Given request → Rewrite the listing starting at the line that contains "the bridge tower" and ending at the line that contains "(1262, 699)", with "riverbank" replaced by "shoreline" and everything else left unchanged.

════

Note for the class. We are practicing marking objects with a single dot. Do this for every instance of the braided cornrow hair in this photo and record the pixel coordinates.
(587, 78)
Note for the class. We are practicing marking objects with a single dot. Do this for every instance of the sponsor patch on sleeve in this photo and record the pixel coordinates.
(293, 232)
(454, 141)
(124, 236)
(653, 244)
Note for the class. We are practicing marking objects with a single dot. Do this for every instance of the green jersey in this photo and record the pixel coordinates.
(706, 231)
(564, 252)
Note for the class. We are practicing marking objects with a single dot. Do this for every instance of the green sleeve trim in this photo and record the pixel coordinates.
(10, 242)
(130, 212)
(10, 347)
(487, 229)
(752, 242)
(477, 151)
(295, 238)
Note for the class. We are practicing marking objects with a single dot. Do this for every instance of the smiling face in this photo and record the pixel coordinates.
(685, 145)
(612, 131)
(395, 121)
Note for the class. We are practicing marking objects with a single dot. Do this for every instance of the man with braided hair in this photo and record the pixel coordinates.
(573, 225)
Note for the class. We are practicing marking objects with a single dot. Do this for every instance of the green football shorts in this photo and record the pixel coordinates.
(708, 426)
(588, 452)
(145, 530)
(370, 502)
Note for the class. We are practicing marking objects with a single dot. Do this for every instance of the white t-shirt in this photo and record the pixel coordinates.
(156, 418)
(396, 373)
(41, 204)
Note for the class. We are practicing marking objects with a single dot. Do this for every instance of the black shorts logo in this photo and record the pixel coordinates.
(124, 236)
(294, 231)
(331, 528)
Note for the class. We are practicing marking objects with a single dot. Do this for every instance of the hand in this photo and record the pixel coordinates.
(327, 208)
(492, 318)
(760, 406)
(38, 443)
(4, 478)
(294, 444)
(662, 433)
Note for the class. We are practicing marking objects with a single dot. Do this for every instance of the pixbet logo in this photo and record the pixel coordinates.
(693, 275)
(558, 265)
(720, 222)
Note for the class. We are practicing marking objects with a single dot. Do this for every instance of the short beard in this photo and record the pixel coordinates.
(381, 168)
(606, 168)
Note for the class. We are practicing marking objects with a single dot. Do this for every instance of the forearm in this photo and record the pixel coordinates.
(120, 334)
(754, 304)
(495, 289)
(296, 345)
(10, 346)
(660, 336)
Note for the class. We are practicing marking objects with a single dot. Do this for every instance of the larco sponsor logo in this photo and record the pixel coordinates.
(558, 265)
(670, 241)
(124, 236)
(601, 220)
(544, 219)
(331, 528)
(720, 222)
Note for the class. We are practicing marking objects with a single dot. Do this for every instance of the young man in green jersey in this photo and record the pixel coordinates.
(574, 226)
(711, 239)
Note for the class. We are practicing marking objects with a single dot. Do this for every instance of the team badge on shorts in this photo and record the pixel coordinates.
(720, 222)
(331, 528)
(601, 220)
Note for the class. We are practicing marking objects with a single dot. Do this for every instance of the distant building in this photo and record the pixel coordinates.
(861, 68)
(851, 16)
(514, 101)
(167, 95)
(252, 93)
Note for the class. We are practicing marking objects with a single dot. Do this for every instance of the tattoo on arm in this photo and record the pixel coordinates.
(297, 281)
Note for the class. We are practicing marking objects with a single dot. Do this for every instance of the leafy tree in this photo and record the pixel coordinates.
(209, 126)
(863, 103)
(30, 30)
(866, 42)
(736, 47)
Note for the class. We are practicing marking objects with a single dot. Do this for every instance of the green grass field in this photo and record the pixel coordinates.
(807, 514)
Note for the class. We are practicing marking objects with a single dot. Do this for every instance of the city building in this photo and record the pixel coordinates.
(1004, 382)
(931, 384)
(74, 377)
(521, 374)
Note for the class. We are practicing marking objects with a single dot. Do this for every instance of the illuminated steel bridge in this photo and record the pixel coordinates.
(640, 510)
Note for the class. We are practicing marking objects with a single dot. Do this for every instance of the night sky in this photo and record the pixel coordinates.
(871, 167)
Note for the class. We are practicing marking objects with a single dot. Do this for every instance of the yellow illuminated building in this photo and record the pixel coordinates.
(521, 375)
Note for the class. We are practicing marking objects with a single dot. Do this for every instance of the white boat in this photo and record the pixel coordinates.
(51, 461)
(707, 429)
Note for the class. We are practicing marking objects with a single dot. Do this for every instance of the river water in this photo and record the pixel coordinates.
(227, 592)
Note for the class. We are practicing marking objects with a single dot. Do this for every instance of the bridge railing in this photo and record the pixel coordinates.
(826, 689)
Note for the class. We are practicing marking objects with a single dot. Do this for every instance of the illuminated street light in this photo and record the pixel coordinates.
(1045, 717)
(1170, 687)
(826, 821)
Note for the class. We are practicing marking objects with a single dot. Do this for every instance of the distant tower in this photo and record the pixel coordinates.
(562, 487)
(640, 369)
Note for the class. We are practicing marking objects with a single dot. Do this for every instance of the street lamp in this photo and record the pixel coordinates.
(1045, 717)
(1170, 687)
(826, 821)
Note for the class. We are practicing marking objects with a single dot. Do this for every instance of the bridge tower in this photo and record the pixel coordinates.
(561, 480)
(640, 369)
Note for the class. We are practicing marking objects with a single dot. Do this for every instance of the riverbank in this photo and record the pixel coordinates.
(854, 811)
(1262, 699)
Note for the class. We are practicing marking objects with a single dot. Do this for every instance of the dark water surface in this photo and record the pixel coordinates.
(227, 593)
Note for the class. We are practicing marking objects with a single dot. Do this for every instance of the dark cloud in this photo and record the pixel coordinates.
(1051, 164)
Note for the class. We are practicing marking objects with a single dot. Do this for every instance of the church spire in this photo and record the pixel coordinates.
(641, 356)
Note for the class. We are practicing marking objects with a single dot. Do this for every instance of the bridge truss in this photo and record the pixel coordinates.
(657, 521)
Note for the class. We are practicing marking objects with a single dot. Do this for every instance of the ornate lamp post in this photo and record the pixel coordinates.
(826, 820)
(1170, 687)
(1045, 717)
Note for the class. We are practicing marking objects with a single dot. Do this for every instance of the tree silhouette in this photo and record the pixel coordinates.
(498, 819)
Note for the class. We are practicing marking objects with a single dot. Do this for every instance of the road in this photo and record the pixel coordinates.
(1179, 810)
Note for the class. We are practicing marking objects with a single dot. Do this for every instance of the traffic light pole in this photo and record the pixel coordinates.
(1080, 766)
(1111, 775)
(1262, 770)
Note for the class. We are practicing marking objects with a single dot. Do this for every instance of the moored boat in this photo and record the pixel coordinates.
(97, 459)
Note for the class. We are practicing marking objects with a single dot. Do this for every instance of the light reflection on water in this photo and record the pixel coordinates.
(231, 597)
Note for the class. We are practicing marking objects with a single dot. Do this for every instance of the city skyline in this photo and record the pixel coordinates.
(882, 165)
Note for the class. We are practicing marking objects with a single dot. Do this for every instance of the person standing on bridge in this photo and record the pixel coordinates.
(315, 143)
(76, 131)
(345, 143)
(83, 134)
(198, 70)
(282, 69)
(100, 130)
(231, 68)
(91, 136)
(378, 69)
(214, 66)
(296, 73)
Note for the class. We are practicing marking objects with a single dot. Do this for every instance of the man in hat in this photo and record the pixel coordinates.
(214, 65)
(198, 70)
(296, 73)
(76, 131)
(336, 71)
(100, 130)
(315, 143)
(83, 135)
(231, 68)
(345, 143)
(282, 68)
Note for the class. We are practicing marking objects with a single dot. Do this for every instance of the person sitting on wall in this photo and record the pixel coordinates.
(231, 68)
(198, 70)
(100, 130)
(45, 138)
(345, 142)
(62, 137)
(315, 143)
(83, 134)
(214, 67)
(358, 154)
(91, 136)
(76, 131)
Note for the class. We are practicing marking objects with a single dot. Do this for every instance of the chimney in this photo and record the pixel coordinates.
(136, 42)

════

Output for this task →
Note for the class. We are practicing marking objects with a single dot. Do this for every instance of the bridge tower in this photo and record the pixel coordinates.
(561, 480)
(640, 369)
Note for the class. We are practicing marking objects with a single dot. Do this for every instance of the shoreline in this photo and record the pixel coordinates.
(854, 811)
(1262, 699)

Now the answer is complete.